### Dataset excerpts ###

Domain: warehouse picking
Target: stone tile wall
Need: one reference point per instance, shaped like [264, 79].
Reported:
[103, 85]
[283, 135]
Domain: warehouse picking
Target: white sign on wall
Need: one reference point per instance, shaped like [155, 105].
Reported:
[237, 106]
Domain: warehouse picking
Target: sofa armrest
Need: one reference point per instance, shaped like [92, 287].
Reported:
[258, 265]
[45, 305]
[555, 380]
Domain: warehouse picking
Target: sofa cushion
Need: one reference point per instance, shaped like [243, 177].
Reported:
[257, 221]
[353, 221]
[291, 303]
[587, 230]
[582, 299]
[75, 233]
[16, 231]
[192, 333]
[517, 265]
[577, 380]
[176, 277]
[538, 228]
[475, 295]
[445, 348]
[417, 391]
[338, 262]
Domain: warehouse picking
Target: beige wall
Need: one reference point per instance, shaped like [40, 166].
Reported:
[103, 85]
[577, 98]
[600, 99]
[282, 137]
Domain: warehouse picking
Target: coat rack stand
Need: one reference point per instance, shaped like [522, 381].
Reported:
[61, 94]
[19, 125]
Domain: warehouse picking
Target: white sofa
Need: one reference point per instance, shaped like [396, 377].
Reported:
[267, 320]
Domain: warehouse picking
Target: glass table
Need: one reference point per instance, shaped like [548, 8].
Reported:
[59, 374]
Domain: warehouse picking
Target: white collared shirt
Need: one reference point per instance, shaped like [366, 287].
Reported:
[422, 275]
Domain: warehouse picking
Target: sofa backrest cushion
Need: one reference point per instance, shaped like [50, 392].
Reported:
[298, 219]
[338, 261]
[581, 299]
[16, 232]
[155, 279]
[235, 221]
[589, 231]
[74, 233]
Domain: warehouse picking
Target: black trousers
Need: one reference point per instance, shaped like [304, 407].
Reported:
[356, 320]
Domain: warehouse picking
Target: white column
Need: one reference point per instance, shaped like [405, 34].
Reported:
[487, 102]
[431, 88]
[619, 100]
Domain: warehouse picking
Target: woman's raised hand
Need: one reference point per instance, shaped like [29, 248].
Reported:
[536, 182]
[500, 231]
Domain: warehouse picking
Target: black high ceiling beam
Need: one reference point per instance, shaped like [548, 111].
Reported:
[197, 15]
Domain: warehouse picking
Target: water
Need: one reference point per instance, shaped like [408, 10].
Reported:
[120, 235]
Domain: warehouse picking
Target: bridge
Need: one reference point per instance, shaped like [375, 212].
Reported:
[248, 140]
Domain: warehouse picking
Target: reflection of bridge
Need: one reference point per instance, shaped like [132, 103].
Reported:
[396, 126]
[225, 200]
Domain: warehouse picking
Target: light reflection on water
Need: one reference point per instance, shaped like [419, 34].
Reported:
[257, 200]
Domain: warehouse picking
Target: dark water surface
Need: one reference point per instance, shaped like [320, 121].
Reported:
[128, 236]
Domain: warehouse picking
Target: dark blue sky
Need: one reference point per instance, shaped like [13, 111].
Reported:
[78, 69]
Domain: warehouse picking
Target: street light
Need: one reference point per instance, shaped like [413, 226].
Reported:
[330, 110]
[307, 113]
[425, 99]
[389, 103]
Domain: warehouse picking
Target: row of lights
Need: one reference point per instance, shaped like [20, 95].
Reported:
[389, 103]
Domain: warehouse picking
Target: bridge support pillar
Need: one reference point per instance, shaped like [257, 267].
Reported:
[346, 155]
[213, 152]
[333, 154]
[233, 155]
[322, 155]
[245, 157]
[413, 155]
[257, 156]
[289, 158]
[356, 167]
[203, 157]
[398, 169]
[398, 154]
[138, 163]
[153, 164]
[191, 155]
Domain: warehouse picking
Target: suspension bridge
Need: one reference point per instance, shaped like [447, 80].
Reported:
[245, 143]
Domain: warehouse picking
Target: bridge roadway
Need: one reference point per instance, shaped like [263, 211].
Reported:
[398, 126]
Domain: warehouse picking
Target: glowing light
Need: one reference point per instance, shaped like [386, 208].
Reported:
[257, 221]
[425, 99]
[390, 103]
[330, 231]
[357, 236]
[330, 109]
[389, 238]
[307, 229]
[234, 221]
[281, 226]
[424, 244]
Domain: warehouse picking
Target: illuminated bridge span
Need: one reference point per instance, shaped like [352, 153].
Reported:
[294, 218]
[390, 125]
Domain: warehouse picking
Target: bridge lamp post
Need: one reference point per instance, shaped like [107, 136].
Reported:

###

**Task requirements:** Exact copies of all the records are required.

**Finished answer:**
Domain: warehouse picking
Target: stone tile wall
Need: one reference point per instance, shaped like [264, 79].
Reported:
[103, 85]
[283, 135]
Domain: warehouse picking
Target: white sign on wall
Need: one reference point per instance, shaped like [155, 105].
Reported:
[237, 106]
Domain: warehouse picking
Target: sofa armrest
Need: one reference point per instance, shaped like [92, 287].
Reported:
[258, 265]
[45, 305]
[555, 380]
Domain: warehouse picking
Target: sofa cushion
Need: one reference point per instance, shaped like [243, 177].
Reported:
[257, 221]
[353, 221]
[291, 303]
[587, 230]
[582, 299]
[75, 233]
[16, 231]
[192, 333]
[517, 265]
[577, 380]
[176, 277]
[538, 228]
[475, 295]
[445, 348]
[417, 391]
[338, 262]
Domain: warehouse picking
Target: beige wall
Need: one reference point per instance, shaped like [40, 166].
Reported:
[103, 85]
[577, 98]
[600, 99]
[282, 137]
Domain: warehouse picking
Target: coat rack stand
Need: one reference point per instance, shaped like [522, 381].
Reported:
[61, 94]
[19, 125]
Domain: warehouse picking
Target: white sofa
Need: one reference point per instance, shaped like [396, 377].
Reported:
[267, 320]
Domain: warehouse picking
Target: glass table
Need: one reference point per instance, shaped like [548, 8].
Reported:
[59, 374]
Domain: warehouse picking
Target: white collared shirt
Need: one reference point per instance, shaped like [366, 287].
Reported:
[422, 275]
Domain: warehouse picking
Target: sofa backrest cushion
Need: one reference point per instance, shaped like [50, 392].
Reported:
[298, 219]
[338, 261]
[581, 299]
[16, 232]
[155, 279]
[235, 221]
[589, 231]
[74, 233]
Domain: warehouse picking
Target: black trousers
Need: one reference point per instance, shaped like [304, 407].
Reported:
[356, 320]
Domain: warehouse picking
Target: white column
Need: one reference point per instance, shaped like [405, 34].
Reported:
[487, 102]
[431, 88]
[619, 100]
Domain: warehouse picking
Target: woman's raised hand
Need: one reference point per instance, shaped like [29, 248].
Reported:
[536, 182]
[500, 231]
Domain: warehouse picking
Target: black high ceiling beam
Need: one reference point per instance, shaped like [548, 111].
Reported:
[197, 15]
Domain: warehouse picking
Target: water
Need: one reference point per instance, shaped like [408, 10].
Reported:
[120, 235]
Domain: warehouse picking
Target: bridge
Need: one reference point per instance, shaped like [375, 212].
Reported:
[248, 140]
Domain: warehouse picking
Target: reflection of bridge
Need: one reference point per instance, shaped like [132, 103].
Reported:
[396, 126]
[225, 200]
Domain: warehouse picking
Target: light reflection on water
Need: one reference point per instance, shaped like [419, 34].
Reported:
[257, 200]
Domain: warehouse picking
Target: dark water surface
Need: one reference point per instance, shaped like [320, 121].
Reported:
[128, 236]
Domain: warehouse picking
Target: dark blue sky
Need: one reference point per instance, shaped like [13, 111].
Reported:
[78, 69]
Domain: warehouse picking
Target: street light
Need: one reference point per instance, shaped like [413, 226].
Reported:
[330, 110]
[307, 113]
[425, 99]
[389, 103]
Domain: warehouse picking
Target: row of lights
Need: one reference point per instance, shaped like [20, 95].
Reported:
[389, 103]
Domain: warehouse picking
Target: bridge support pillar
Need: one reference point per instance, shaped like [257, 267].
Reported:
[346, 155]
[213, 152]
[333, 154]
[233, 155]
[322, 155]
[245, 157]
[413, 155]
[257, 156]
[289, 158]
[356, 167]
[203, 157]
[398, 169]
[398, 154]
[138, 163]
[153, 164]
[191, 155]
Domain: warehouse picking
Target: suspension bridge
Need: one reference point per instance, shaped like [447, 80].
Reported:
[245, 143]
Domain: warehouse picking
Target: bridge roadway
Need: one reference point per instance, shaped like [263, 211].
Reported:
[398, 126]
Domain: warehouse picking
Target: glowing light
Need: one reference point per instance, shaped like [386, 208].
Reported:
[257, 221]
[425, 99]
[390, 103]
[330, 231]
[357, 236]
[330, 109]
[389, 238]
[307, 229]
[234, 221]
[281, 226]
[424, 244]
Domain: warehouse picking
Target: illuminated bridge span
Need: one reference point per instance, shaped like [352, 153].
Reported:
[294, 218]
[390, 125]
Domain: warehouse picking
Target: bridge lamp post
Need: one reference point per instance, shaped like [107, 136].
Reported:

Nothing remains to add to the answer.